→ READING PASSAGE:
....
Noa Wollstein 




Until Her Last Breath


On this page, you will find two preliminary scenes from and a trailer for “Until Her Last Breath,” an in-process documentary about mother and activist Dannielle Brown. These excerpts are about 15 minutes long in total and the final film is projected to be approximately an hour long.

Dannielle Brown’s son, Marquis Jaylen Brown, passed away in 2018 while a student at Duquesne University in Pittsburgh, Pennsylvania. After having taken two puffs of what was supposedly marijuana, Jaylen returned to his dorm, where he suffered a mental health crisis that attracted the attention of other residents who called campus police in efforts to diffuse the situation. Two campus police officers, a security guard, and a residential advisor arrived on the scene and were in Jaylen’s room at the time that he fell to his death from the window of his dorm room on the 16th floor. The officers did not have body cameras.

For the past two years, Dannielle has been grieving the loss of her son and wondering what happened in his final moments that led to his death. When Black Lives Matter protests surged across the country last summer, Dannielle decided to take action, vowing to get answers about Jaylen’s death. So, she drove down from her home in Washington D.C. down to Pittsburgh, setting up camp at Freedom Corner, a civil rights landmark mere minutes away from the Duquesne campus. Dannielle sat at freedom corner day in and day out, amassing supporters and coming up with a plan. On July 4, 2020, she decided to hunger strike until the Duquesne University satisfied these three demands.

1. All campus police are equipped with body cameras.

2. All campus police have sufficient mental health crisis intervention training.

3. She has access, without any stipulations, to all the documents, evidence, etc. that will allow her to conduct her own independent investigation of her son’s death.

Rejecting solid food and anything with protein in it, Dannielle adopted a diet of minimal salt and sugar derived from liquids such as grapefruit juice, coconut water, and occasional Starbucks frappucinos. She would ultimately remain on her hunger strike for 237 days.
....
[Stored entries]
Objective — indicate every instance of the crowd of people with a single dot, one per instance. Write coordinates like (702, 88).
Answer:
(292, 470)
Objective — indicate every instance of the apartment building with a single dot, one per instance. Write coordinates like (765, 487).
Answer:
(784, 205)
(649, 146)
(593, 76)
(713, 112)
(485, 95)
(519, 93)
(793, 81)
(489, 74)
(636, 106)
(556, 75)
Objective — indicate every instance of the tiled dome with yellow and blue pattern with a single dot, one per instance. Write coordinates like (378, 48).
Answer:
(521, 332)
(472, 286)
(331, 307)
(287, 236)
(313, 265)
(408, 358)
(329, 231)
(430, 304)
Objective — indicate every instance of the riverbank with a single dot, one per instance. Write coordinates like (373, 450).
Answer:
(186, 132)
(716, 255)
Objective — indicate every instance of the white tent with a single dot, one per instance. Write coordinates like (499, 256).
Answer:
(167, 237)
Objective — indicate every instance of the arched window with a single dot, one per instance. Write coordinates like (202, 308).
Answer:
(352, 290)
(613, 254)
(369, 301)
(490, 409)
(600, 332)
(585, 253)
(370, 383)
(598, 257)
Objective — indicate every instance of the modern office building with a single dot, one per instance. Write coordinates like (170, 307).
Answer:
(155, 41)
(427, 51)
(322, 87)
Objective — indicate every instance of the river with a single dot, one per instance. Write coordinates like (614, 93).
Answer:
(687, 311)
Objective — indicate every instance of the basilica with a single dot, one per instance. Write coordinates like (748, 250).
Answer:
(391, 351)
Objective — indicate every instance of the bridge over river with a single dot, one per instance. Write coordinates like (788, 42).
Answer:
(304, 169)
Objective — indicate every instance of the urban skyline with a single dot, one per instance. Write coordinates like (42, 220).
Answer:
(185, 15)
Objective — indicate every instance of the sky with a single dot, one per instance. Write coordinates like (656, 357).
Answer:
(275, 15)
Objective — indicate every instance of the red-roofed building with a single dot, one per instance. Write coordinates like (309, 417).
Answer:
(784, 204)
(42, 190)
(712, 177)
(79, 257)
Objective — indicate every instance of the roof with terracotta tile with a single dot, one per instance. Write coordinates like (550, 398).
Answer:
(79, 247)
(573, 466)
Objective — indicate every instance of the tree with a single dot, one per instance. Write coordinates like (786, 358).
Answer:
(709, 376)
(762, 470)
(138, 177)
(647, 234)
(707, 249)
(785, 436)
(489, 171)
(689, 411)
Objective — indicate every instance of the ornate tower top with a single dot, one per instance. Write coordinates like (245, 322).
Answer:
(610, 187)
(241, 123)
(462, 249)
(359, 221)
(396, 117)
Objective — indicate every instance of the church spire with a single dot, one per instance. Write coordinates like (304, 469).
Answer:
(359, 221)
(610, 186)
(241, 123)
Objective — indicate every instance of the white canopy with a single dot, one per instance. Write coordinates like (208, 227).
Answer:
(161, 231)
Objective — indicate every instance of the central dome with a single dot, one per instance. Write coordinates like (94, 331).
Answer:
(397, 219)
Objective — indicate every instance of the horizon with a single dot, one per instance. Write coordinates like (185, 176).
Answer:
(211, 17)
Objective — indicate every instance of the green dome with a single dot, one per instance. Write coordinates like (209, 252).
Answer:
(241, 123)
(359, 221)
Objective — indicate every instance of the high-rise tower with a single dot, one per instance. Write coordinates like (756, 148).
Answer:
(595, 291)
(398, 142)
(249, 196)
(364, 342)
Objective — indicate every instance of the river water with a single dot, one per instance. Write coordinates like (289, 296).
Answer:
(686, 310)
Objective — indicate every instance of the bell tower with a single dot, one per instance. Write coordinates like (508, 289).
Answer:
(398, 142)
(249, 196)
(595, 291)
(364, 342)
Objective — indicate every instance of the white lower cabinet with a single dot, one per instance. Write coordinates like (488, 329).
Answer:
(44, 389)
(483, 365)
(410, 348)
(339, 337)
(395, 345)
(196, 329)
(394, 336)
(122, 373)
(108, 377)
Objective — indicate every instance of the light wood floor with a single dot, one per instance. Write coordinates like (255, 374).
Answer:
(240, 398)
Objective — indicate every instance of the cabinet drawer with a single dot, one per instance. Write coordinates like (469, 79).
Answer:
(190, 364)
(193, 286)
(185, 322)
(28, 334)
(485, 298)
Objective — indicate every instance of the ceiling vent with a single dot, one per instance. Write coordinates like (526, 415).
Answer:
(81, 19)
....
→ EXERCISE GOAL:
Answer the following questions using the documentary page, numbering each answer to match its question.
1. Approximately how long is the final film projected to be?
2. On which floor of the dorm was Jaylen's room?
3. For how many days did Dannielle remain on her hunger strike?

→ ANSWER BOX:
1. Approximately an hour.
2. The 16th floor.
3. 237 days.